··· DOCUMENT TEXT ···
Marcelo S. Reis

Publications
Up-to-date, comprehensive lists of publications from my research group, including papers, books and book chapters, are provided in the following resources:

Moreover, below I provide an overview of my thesis, which links several of its results to more recent works and publications.

Doctoral thesis
My doctoral thesis, advised by Prof. Dr. Junior Barrera, was in the field of Machine Learning. More specifically, I worked on dealing with the feature selection problem through an approximation called the U-curve problem, which enables us to deal with the search space of features subsets in a more structured, hence more efficient, way. In the following, I briefly present the chapters of my thesis and also publications associated to some of them. My thesis can be downloaded from here (in Portuguese only).

"Minimization of decomposable in U-shaped curves functions defined on poset chains -- algorithms and applications"

Chapter 1: Introduction
Motivation of the problem and thesis outline.
··· RECORDS SUPPLIED ···
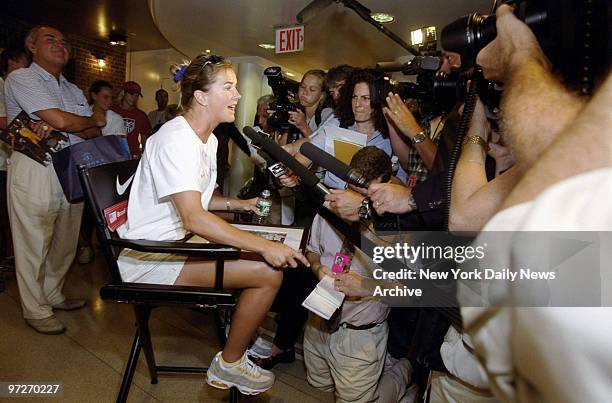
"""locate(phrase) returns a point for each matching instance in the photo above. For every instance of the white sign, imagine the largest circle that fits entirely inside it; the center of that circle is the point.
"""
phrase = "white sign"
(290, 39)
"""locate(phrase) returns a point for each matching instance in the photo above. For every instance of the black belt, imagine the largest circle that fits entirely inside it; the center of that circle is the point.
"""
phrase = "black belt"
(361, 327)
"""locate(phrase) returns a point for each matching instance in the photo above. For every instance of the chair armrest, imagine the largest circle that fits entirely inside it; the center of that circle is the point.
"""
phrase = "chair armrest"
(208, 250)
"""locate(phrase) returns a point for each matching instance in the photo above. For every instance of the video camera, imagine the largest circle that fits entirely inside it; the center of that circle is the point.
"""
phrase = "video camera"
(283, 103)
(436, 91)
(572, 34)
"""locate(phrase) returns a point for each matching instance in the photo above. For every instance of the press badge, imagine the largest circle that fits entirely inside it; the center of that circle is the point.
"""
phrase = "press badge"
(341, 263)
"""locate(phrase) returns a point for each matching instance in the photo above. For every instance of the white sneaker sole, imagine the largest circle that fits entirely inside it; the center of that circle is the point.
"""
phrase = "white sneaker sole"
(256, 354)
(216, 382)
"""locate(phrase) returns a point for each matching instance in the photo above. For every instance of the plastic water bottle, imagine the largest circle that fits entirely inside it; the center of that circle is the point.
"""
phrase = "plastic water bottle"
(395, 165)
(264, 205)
···
### [DIRECTIONS]
A - According to the publications page, who advised the doctoral thesis?
B - Please resume the publications page right after its last line.
The rows above were taken from a different source than the publications page.

### [ANSWERS PROVIDED]
A - Prof. Dr. Junior Barrera.

B -
Chapter 2: Literature review and fundamental concepts
Review of the feature selection problem and proposed methods to tackle it; presentation of concepts and definitions used throughout the thesis.

Chapter 3: the U-curve problem
Formalization of the U-curve problem and a proof that this problem is NP-hard. An improved version of that proof was published in Estrela et al. (2020).

Chapter 4: The UCS algorithm
Demonstration that an algorithm previously introduced to tackle the U-curve problem is suboptimal; presentation of the U-Curve-Search (UCS), which is actually optimal to solve the U-curve problem. Some principles of the UCS algorithm were presented in Reis and Barrera (2013), and that algorithm was fully published in Reis et al. (2019).

Chapter 5: The path initiation problem
In UCS and other similar algorithms, finding an element of the search space that was not pruned is known as the path initiation problem. In this chapter we analyzed such problem, including some computational complexity aspects. After this thesis, we tackled this problem using reduced, ordered binary decision diagrams. This latter work was developed during Gustavo Estrela's first scientific initiation (FAPESP scholarship 14/23564-0) and also reported it in Reis et al. (2019).

Chapter 6: Branch-and-bound algorithms for the U-curve problem
We introduced the Poset-Forest Search (PFS), a branch-and-bound algorithm to tackle the U-curve problem that manages the search space through two forests of partially-ordered sets (posets). Further improvements in PFS were accomplished later, through Gustavo Estrela's second scientific initiation (FAPESP scholarship 16/25959-7).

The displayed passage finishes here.